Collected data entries
##############################
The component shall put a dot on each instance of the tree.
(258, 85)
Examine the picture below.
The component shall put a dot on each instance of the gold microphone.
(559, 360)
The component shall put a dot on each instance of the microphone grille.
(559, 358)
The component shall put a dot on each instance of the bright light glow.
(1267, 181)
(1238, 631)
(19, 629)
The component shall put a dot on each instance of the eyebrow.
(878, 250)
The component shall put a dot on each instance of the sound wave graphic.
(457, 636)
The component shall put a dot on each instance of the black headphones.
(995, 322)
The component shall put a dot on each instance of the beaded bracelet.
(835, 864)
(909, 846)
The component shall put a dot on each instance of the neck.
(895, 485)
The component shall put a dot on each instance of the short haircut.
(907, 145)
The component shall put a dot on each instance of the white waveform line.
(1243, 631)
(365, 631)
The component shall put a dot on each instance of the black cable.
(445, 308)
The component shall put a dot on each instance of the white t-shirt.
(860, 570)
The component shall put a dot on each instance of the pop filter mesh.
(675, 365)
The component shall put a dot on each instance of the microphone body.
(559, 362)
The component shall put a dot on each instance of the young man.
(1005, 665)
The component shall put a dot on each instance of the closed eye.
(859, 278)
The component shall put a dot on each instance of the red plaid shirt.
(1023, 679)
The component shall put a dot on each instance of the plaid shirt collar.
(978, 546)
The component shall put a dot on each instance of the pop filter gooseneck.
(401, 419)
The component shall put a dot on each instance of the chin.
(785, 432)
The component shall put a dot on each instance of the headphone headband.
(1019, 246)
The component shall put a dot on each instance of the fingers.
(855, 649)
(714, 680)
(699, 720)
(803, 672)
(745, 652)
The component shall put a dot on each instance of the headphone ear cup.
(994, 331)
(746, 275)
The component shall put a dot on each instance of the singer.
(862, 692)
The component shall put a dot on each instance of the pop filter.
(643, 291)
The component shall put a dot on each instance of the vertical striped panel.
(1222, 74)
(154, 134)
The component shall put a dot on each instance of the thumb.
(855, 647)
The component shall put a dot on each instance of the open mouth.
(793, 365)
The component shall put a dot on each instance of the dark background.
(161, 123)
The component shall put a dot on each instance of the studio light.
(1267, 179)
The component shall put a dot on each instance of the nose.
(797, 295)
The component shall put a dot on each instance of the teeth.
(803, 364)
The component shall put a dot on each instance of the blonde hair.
##############################
_SHORT PROBLEM_:
Rewrite everything from the line containing "the short haircut." down to the line containing "(1005, 665)", swapping "dot" for "marker" and leaving all else unchanged. Return only those lines, both ends included.

_EXERCISE ANSWER_:
The component shall put a marker on each instance of the short haircut.
(907, 145)
The component shall put a marker on each instance of the white waveform line.
(1243, 631)
(365, 631)
The component shall put a marker on each instance of the black cable.
(445, 308)
The component shall put a marker on each instance of the white t-shirt.
(860, 570)
The component shall put a marker on each instance of the pop filter mesh.
(675, 365)
The component shall put a marker on each instance of the microphone body.
(559, 362)
The component shall put a marker on each instance of the young man.
(1005, 665)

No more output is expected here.